[Coordinate annotation records]

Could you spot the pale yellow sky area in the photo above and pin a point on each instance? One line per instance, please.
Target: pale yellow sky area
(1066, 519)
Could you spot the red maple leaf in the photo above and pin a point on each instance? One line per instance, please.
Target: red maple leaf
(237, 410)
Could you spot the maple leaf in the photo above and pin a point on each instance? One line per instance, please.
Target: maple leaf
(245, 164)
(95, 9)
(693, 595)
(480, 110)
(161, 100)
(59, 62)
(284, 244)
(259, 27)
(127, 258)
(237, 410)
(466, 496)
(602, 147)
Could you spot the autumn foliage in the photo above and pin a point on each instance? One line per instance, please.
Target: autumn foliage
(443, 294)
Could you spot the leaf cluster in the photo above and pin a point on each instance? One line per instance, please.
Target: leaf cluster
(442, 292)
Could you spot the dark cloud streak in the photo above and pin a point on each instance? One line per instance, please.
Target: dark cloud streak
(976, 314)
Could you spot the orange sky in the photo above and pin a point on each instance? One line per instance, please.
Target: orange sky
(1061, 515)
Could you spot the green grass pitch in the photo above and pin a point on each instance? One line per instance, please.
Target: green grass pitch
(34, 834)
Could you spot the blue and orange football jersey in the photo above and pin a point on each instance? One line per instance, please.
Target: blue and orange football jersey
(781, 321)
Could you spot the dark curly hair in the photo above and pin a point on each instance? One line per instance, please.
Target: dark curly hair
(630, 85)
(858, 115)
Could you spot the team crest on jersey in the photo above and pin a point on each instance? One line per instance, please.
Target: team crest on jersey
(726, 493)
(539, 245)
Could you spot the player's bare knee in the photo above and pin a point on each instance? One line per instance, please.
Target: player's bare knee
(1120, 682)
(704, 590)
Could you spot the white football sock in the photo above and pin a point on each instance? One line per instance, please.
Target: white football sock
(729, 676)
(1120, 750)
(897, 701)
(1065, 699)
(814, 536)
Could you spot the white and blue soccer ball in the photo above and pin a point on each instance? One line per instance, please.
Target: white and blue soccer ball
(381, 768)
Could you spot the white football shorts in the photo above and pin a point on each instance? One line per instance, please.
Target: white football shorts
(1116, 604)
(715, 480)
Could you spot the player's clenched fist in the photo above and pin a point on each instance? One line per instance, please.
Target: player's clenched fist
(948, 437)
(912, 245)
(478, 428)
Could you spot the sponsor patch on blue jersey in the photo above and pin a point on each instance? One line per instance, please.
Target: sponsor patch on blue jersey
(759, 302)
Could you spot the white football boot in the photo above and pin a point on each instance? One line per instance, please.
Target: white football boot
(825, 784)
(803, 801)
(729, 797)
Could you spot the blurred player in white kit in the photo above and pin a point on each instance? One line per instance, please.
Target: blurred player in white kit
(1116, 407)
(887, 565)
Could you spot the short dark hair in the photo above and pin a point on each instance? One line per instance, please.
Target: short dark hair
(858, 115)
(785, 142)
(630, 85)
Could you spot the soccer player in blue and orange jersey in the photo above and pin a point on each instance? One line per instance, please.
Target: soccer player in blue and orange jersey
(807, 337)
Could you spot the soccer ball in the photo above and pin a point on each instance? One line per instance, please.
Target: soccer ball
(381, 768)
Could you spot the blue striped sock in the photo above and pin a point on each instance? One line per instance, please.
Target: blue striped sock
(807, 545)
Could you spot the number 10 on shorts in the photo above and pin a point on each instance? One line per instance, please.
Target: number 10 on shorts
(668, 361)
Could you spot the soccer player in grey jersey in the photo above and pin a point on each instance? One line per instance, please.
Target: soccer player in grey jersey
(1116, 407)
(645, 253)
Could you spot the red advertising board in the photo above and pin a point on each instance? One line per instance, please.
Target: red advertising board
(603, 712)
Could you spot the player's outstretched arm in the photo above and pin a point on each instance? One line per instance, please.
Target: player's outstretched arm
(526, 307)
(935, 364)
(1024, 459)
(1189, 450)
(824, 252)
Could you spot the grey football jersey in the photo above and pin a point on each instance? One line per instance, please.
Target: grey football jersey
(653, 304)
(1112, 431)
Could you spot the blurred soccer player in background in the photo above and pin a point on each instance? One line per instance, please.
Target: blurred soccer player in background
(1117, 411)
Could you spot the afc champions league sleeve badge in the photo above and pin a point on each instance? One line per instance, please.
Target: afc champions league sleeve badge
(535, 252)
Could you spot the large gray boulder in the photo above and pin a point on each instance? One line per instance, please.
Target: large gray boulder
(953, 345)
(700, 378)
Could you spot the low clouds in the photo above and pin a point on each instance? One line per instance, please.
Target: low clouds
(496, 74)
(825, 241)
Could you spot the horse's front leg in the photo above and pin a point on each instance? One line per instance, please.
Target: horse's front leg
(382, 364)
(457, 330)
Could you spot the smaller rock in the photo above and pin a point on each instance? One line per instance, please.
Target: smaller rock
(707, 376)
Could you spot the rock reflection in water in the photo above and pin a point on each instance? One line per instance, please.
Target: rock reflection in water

Given problem ->
Reproduce the records from the line containing "Could you spot the grey" through the end of the records, replacing "boulder" with "stone" and leaving everything else unchanged.

Exercise response ->
Could you spot the grey football jersey in the photo above and pin a point on each instance? One line per instance, please.
Target: grey football jersey
(653, 304)
(1112, 431)
Could you spot the blurred soccer player in background in the photo above and pin a point on each instance? One line per instance, please.
Target: blurred soccer player in background
(1117, 411)
Could you spot the afc champions league sleeve badge in the photo above and pin a point on each instance? One line per instance, please.
Target: afc champions league sleeve badge
(535, 252)
Could you spot the large gray stone in the photo above and pin a point on each instance? One line per instance, please.
Target: large gray stone
(953, 345)
(700, 378)
Could you spot the low clouds in the photo above and pin a point on each instance? One line per instance, please.
Target: low clouds
(496, 74)
(825, 241)
Could you spot the horse's front leg in the photo above and pin a point on each instance? One line per instance, please.
Target: horse's front leg
(382, 364)
(457, 330)
Could you spot the smaller rock in the photo above and pin a point on each instance? One line per instance, please.
Target: smaller rock
(707, 376)
Could you spot the rock reflection in water in the photo above and pin a point on each instance? One line per instance, please.
Target: rock reflection in water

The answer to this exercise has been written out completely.